# DO THIS:
Reproduce word for word every line of the material between the line containing "task | point to each instance of the distant" and the line containing "[(45, 220), (74, 24)]", inclusive.

# DATA SUPPLIED:

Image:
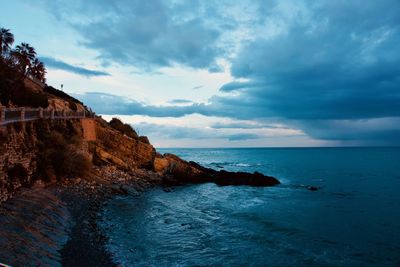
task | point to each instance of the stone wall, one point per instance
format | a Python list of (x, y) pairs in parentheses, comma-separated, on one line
[(18, 147), (19, 151)]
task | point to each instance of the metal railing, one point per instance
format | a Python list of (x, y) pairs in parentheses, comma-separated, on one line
[(11, 115)]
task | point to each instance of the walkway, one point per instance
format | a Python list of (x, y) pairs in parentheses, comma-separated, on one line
[(11, 115)]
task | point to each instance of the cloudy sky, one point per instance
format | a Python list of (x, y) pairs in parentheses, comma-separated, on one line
[(196, 73)]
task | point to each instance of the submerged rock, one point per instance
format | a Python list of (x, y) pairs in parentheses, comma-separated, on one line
[(178, 171)]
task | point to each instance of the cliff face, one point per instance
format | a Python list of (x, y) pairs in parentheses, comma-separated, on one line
[(44, 151), (26, 156), (111, 146)]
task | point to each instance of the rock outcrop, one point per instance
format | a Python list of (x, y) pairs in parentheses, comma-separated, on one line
[(177, 171)]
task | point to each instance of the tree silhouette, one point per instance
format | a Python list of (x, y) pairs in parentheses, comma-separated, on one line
[(6, 40)]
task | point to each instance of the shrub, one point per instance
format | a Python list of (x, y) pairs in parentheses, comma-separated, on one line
[(57, 156), (123, 128), (144, 139), (72, 105)]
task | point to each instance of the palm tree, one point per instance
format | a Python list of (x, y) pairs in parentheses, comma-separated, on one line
[(38, 70), (25, 55), (6, 40)]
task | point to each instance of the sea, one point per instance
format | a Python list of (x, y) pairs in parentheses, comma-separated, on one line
[(353, 219)]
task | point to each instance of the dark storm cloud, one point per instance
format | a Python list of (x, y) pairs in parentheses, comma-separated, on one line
[(179, 132), (340, 63), (244, 125), (61, 65), (329, 66)]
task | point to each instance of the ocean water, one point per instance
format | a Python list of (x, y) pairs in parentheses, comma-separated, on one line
[(352, 220)]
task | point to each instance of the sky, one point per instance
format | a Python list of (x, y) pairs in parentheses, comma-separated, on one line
[(237, 73)]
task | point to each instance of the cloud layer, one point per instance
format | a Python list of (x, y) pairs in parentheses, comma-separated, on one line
[(329, 68)]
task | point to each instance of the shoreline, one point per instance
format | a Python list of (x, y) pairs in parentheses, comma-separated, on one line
[(87, 242), (75, 239), (84, 242)]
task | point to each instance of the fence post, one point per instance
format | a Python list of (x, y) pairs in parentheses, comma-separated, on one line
[(22, 114), (2, 114)]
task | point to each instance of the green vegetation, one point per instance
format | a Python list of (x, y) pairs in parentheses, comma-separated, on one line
[(126, 129), (16, 65), (58, 157), (18, 173)]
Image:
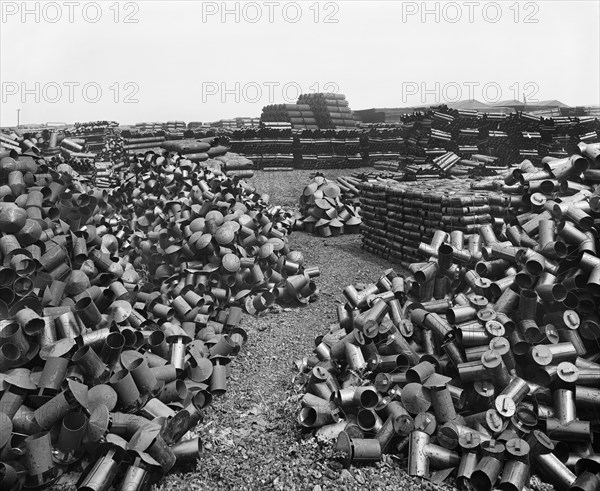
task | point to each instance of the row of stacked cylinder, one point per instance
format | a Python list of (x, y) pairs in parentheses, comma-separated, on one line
[(120, 312), (397, 217), (504, 137), (482, 362), (330, 110), (300, 116), (287, 149)]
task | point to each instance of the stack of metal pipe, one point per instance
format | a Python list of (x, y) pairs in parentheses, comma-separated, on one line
[(120, 313)]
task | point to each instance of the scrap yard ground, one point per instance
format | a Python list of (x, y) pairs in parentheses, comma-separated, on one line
[(252, 440), (251, 436)]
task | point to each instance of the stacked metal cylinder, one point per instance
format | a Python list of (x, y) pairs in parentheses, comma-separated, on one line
[(120, 313), (325, 211), (482, 363), (330, 110), (325, 149), (268, 148), (300, 116), (397, 217)]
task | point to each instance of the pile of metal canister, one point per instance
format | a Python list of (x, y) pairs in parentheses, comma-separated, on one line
[(482, 363), (324, 211), (120, 312)]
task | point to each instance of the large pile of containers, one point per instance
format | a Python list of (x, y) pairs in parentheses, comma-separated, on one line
[(479, 365), (120, 311)]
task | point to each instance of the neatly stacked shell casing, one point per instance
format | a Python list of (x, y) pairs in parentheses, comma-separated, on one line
[(398, 216), (328, 209), (120, 312)]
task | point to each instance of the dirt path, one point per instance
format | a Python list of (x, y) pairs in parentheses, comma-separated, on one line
[(251, 435)]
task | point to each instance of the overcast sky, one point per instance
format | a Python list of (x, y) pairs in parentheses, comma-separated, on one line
[(203, 61)]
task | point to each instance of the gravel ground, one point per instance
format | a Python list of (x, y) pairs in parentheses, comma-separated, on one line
[(251, 437), (284, 188)]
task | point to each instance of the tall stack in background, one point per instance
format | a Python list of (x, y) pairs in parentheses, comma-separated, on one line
[(325, 149), (383, 147), (330, 110), (300, 116), (268, 148), (397, 217)]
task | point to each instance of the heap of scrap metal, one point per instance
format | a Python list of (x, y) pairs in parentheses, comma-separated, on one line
[(120, 312), (482, 363), (325, 211)]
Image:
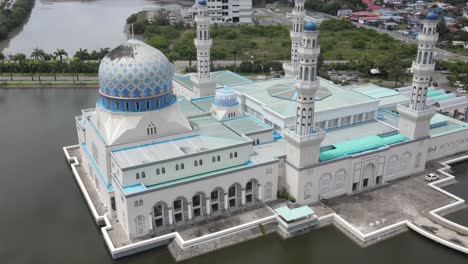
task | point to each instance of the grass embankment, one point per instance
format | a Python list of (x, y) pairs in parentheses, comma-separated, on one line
[(14, 17)]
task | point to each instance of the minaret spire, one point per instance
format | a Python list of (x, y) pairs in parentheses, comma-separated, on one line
[(303, 146), (415, 120), (291, 68), (204, 83)]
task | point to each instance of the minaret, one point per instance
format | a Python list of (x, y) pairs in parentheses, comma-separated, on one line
[(204, 84), (303, 147), (415, 119), (291, 68)]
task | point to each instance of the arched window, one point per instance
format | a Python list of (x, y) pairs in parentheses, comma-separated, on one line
[(425, 58), (308, 191), (306, 74)]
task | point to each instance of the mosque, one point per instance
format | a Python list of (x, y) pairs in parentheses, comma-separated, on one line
[(164, 151)]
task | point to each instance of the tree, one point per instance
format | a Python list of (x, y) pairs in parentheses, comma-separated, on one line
[(82, 55), (38, 54), (60, 53)]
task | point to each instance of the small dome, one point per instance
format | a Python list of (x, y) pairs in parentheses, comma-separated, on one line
[(225, 97), (432, 15), (135, 71), (310, 26)]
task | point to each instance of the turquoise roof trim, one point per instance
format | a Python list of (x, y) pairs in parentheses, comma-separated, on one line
[(289, 214), (360, 145)]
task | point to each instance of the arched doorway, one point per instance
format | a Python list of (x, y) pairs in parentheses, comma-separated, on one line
[(251, 191), (180, 210), (199, 205), (217, 200), (160, 215), (234, 195), (368, 175)]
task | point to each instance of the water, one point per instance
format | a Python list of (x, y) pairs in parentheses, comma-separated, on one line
[(74, 24), (45, 219)]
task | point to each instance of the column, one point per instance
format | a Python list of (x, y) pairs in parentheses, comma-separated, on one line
[(260, 193), (226, 204), (243, 196), (150, 220), (189, 213), (170, 216), (208, 206)]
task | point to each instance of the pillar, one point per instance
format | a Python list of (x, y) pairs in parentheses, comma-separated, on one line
[(208, 206), (243, 196), (226, 202), (260, 193), (189, 213), (150, 220), (170, 216)]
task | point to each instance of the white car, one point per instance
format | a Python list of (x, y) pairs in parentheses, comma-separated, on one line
[(431, 177)]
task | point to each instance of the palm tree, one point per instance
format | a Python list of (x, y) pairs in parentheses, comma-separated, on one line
[(38, 55), (103, 52), (60, 53), (10, 67), (82, 54)]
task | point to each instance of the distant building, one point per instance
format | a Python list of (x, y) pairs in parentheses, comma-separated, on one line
[(344, 13), (230, 11)]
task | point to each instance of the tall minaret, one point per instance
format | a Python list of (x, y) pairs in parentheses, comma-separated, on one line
[(415, 119), (204, 84), (292, 68), (303, 146)]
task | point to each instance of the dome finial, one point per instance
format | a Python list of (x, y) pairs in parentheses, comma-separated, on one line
[(310, 26)]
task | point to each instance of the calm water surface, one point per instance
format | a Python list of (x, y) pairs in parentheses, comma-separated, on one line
[(45, 220), (74, 24)]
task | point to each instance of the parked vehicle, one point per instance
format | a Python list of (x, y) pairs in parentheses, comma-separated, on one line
[(431, 177)]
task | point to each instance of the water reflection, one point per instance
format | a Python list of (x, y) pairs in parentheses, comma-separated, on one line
[(72, 25)]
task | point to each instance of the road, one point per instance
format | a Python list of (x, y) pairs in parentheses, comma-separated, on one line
[(441, 54)]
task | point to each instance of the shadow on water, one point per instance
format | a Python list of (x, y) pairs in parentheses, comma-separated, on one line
[(460, 189), (45, 219)]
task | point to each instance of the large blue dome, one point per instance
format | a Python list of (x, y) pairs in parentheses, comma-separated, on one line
[(310, 26), (135, 77), (432, 15)]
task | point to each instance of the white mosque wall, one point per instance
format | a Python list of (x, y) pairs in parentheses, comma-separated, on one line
[(445, 145), (182, 91), (129, 177), (139, 207), (355, 173)]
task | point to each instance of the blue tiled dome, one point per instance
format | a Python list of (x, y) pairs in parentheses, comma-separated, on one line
[(310, 26), (135, 72), (225, 97), (432, 15)]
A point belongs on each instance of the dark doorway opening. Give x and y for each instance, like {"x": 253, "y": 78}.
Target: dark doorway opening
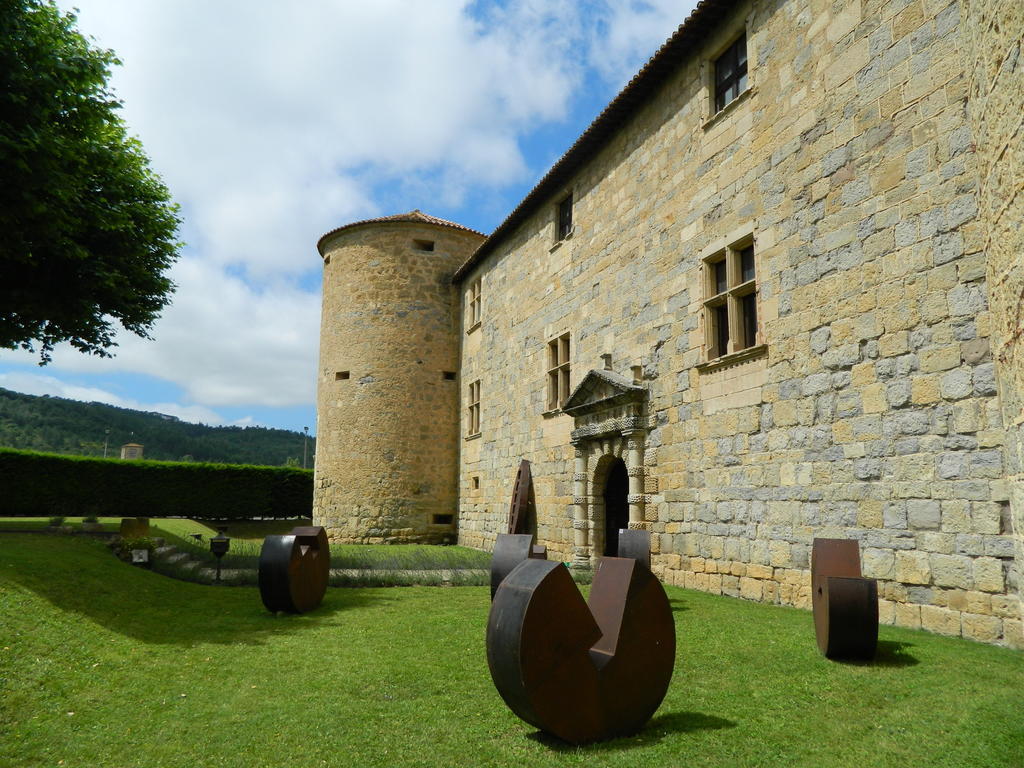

# EXERCISE SOLUTION:
task | point to each instance of the distant building, one point per instance
format | a Python list of (x, y) pairs in parentheses, comma-separated, on one line
[(344, 13), (230, 11)]
task | point to each instance of the tall minaret, one point per instance
format | a Python list of (x, y) pairs in parentheses, comma-separated, on one line
[(415, 119), (204, 84), (292, 68), (303, 146)]
task | point to each instance of the dome finial, one point per instance
format | a Python list of (x, y) pairs in parentheses, comma-separated, on one line
[(310, 26)]
task | point to each instance of the calm water surface, one point per instance
format | a Python list of (x, y) pairs in parentheses, comma-separated, on one line
[(45, 220), (74, 24)]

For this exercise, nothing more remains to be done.